▶ Assignment
Repeat every record below exactly, omitting any pictures.

▶ Material for this exercise

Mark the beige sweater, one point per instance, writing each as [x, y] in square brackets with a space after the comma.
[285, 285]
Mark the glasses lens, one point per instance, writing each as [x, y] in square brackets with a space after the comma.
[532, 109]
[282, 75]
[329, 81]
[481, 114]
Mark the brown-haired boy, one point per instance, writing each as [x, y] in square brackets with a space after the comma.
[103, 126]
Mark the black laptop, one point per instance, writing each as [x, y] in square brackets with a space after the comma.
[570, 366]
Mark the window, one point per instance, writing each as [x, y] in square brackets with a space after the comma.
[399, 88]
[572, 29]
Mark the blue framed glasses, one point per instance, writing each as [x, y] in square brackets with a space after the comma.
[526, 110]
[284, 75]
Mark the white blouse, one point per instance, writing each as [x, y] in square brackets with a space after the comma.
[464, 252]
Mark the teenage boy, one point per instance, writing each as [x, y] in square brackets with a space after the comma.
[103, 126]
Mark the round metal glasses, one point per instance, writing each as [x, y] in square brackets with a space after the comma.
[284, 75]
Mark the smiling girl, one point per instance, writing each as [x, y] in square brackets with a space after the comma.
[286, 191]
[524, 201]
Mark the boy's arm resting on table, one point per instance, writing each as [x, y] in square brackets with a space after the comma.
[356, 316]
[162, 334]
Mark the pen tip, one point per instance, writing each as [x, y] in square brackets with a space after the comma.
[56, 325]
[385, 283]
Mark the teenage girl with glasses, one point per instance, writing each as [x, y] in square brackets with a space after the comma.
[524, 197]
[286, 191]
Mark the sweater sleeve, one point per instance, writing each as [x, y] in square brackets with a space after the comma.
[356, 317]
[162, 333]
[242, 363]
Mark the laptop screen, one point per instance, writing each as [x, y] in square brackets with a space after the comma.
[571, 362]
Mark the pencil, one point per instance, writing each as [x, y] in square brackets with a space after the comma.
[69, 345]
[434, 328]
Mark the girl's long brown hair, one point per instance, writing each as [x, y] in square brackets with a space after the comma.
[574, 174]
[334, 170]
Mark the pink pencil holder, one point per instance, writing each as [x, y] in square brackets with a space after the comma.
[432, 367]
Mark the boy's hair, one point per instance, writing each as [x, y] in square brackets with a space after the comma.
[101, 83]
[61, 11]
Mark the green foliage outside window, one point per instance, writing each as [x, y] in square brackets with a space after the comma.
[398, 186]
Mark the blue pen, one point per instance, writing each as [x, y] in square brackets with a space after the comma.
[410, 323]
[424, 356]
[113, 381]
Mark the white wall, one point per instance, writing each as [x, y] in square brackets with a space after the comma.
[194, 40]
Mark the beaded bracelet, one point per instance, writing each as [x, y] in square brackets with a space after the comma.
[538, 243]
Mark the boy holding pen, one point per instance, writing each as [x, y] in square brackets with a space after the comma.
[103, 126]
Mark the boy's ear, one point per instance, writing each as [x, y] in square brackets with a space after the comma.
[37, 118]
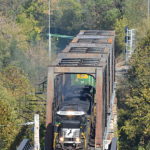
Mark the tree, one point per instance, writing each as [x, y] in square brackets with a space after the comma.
[134, 122]
[8, 120]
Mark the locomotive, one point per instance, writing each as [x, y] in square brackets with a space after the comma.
[80, 93]
[74, 119]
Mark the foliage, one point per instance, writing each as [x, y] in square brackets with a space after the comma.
[134, 122]
[9, 118]
[120, 32]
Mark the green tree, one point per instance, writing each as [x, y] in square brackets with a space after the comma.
[134, 122]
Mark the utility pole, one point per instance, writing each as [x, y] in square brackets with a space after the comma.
[36, 132]
[148, 10]
[50, 49]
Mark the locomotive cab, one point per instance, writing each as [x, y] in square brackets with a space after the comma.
[70, 126]
[72, 117]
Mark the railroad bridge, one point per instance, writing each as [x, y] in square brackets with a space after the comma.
[90, 53]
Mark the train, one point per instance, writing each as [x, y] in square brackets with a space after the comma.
[80, 93]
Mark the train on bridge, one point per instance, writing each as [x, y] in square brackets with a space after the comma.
[81, 103]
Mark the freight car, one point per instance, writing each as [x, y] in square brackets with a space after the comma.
[79, 93]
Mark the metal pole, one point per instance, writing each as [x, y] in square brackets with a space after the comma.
[50, 53]
[148, 9]
[36, 132]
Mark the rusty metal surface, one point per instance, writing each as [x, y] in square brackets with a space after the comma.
[99, 108]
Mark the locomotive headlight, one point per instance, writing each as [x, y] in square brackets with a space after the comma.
[61, 139]
[78, 139]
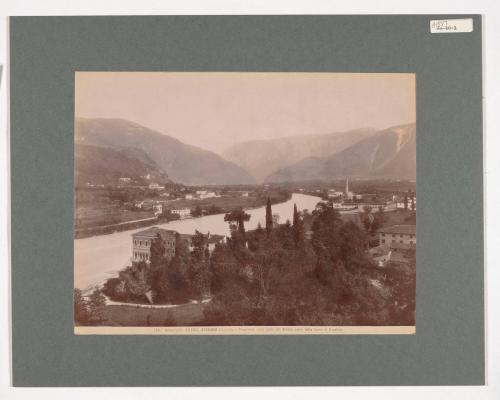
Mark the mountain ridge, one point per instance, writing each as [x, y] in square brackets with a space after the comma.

▶ Output
Mark the beige sweater, one point per instance, writing each as [x, y] in square brackets with a space after the comma.
[285, 285]
Mark the glasses lens, one point per instance, writing each as [x, y] in square brackets with a space after the comma.
[532, 109]
[282, 75]
[329, 81]
[481, 114]
Mark the brown-haired boy, one point per instance, writing each as [x, y] in square brackets with a space after the comma.
[103, 126]
Mark the black laptop, one point per instance, writing each as [x, y] in square brackets with a space after the comma.
[570, 366]
Mark the window, one point per instance, writing each as [x, y] in square brackets with a space after the comma.
[399, 88]
[572, 29]
Mark the blue framed glasses, one point per instance, writing each as [x, y] in square brackets with a space after the comma.
[526, 110]
[284, 75]
Mark the white blouse, one point per instance, writing each as [x, y] in square brackets with a space after the comma.
[464, 252]
Mark the teenage boy, one point per instance, writing each as [x, y] in square brackets with a space after the comma.
[103, 126]
Mark the round metal glasses, one point per instance, writing each as [x, y] in square brackets with a space after the comma.
[284, 75]
Mark the smiling girl, one point per instance, writing each as [x, y] in square brackets with a space after the comma.
[286, 191]
[524, 201]
Mark the boy's arm resting on table, one point per instance, writing each as [x, y] in square brackets with a space after the comma.
[356, 316]
[162, 334]
Mark the pen tip, one point per instance, writing each as [x, y] in square brackets with a space after the comma.
[56, 325]
[385, 283]
Mark the teenage girl with glasses, one point per instance, writing each as [x, y] in square brackets with a space after the comma.
[524, 197]
[286, 191]
Mark the sweater sleeve, one point per instance, writing each as [x, y] in square brackets with a space after the comma.
[356, 317]
[162, 333]
[242, 363]
Mark the laptop screen, one point per instance, writing each as [x, y] in square brackets with a space after the comma.
[571, 362]
Mark the pencil, one point per instance, writing each as [x, y] in square brackets with a space after the comma.
[69, 345]
[434, 328]
Mark the girl's long brown hair, one point per instance, writing each as [x, y] in square brackets with a space after the comma.
[574, 174]
[334, 170]
Mark the pink pencil holder, one point per instance, writing each as [x, y] in square brackets with a space after the comma.
[432, 367]
Mark the boy's hair, one point per instance, writing each as [x, y] in square brackets with a space after the comma.
[101, 83]
[61, 11]
Mark the green foliage outside window, one point per instance, writing each as [x, y] in square brackets with a space after the comma.
[398, 186]
Mark the blue pen, one point per instance, writing each as [x, y] in square brackets with a space after the comma.
[410, 323]
[424, 356]
[113, 381]
Mark the white wall, one point per instance, writing each as [x, y] in square brackets with a space after the comma.
[194, 40]
Mark the beaded bracelet, one point per instance, writing each as [x, y] in square brackets with a space after the comma.
[538, 243]
Mark the boy holding pen, one point per instance, writing each as [x, y] in square brackets with a space after the comma.
[103, 126]
Mark the boy's ear, one point per instance, writing each as [x, y] in square brackets with a space after the comma.
[37, 118]
Mark the tree, one point per instance, writing each as [x, y] in square brackets with a space after the comma.
[134, 122]
[8, 120]
Mark the locomotive, one point per instance, writing each as [x, y] in square brackets with a space after the comma.
[80, 93]
[74, 119]
Mark the foliage, one point per instance, writing each as [x, y] in square brackets with a space after the comma.
[134, 122]
[9, 118]
[120, 32]
Mark the green tree, one point per instance, writing each as [x, y] in square brackets with a space after the comma.
[134, 122]
Mark the utility pole, one point per instance, writing each as [x, y] in square brackets with a space after the comma.
[36, 132]
[148, 10]
[50, 49]
Mark the locomotive cab, one point per instance, writing each as [x, y] in square brackets with a space after the comma.
[70, 126]
[72, 117]
Mark the railroad bridge, one point per instance, writing each as [x, y] in square brackets with a space after the comma.
[90, 53]
Mark the train, one point per instance, writing each as [x, y] in square brackets with a space after the comma.
[80, 93]
Mark the train on bridge, one point per instance, writing each as [x, y] in square brackets with a space after the comma.
[81, 103]
Mark the freight car, one point per instance, writing each as [x, y] in square brackets with a space after the comma.
[79, 93]
Mark the metal pole, one point per instance, writing each as [x, y] in square brackets with a space after the comma.
[50, 53]
[148, 9]
[36, 132]
Mark the rusty metal surface, one point per instance, writing each as [x, y] in square brackets with a space after the comma.
[99, 108]
Mark the locomotive headlight, one point per instance, writing each as [x, y] in square brackets with a space after the comma.
[61, 139]
[78, 139]
Mark the mountain ridge, one point per instance, writing each as [x, y] in square brackets with a space after the comma.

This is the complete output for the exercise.